Written request 1: In the interview excerpt below, what state does CH say the band comes from?

Passage provided:
MR: Most successful bands inspire other bands. Can you hear your influence in bands you catch on the radio or YouTube or bands that are on the road with you?

CH: Absolutely. Even in some country bands, I've heard some 3 Doors Down. I've heard "Here Without You" in several other tracks out there.

MR: It's my theory that the band always had some country music running through its veins without even being conscious of it.

CH: Yeah, just by default, man. Just by being from Mississippi, we get a little bit of country and gospel and the blues all mixed up into one. Just because you live in that area, it happens.

MR: What advice do you have for new artists?

CH: The environment is so different now and since I don't know exactly how different the environment is for new artists. I would probably say don't get discouraged by what's happening on radio because there are so many different avenues for music to get to fans now with Twitter and all these different places. My advice would be to explore those avenues as well as the traditional avenues, because you can't exist without them. You can't exist without print, you can't exist without radio, you can't exist without labels, you just can't. But you can have a good following on the internet, so I would say to learn what those avenues are and to try to change with them because they're changing every day.

MR: What about from a creative perspective?

CH: I would say just to be really true to what feels good and what feels right for you and don't really try to be the next thing, because when you try to be the next thing you're going to be the last thing. Either it's going to happen or it's not going to happen. You can't make it happen. Creativity doesn't come from a place of pressure, it just really doesn't unless you're that guy. It comes from where it comes from, and if someone tries to force it, if you try to force yourself into a little box, that's where you're going to live and it's a sad place.

MR: Did the band ever get into that spot and then you had to shake the blanket out?

Written request 2: Rewrite the entries below, beginning with the line that contains "Could you point out the woman sitting on chair" and continuing through the end of the entries. Replace "point out" with "mark" and leave everything else unchanged.

Records shown:
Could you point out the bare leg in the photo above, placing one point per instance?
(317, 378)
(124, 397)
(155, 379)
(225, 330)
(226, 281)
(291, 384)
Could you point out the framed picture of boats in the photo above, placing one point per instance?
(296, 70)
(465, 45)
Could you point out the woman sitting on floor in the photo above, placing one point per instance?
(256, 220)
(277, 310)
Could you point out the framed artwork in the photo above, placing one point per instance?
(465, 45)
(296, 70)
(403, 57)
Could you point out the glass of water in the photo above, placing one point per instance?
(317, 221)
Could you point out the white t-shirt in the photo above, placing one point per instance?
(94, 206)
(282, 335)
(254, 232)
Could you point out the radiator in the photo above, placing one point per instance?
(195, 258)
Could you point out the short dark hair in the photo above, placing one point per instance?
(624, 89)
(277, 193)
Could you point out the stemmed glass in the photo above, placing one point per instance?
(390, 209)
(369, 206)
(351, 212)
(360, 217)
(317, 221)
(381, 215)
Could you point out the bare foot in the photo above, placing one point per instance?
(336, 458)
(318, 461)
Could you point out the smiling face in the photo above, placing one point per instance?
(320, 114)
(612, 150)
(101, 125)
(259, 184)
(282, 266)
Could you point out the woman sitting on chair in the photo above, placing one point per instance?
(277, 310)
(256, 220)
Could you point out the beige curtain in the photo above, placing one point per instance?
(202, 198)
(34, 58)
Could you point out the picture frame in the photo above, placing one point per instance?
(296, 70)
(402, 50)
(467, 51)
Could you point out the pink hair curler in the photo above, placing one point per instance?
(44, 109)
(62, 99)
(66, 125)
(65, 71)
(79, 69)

Task result 1: Mississippi

Task result 2:
Could you mark the woman sitting on chair in the photo above, placing one point per instance?
(277, 310)
(256, 220)
Could you mark the beige curtain in the photo above, placing one point per instance?
(202, 198)
(34, 58)
Could you mark the picture frame in the photo above, placing one point per instance?
(296, 70)
(402, 50)
(467, 51)
Could you mark the pink hair curler in the photo above, placing one point per instance?
(44, 109)
(62, 99)
(66, 125)
(65, 71)
(79, 69)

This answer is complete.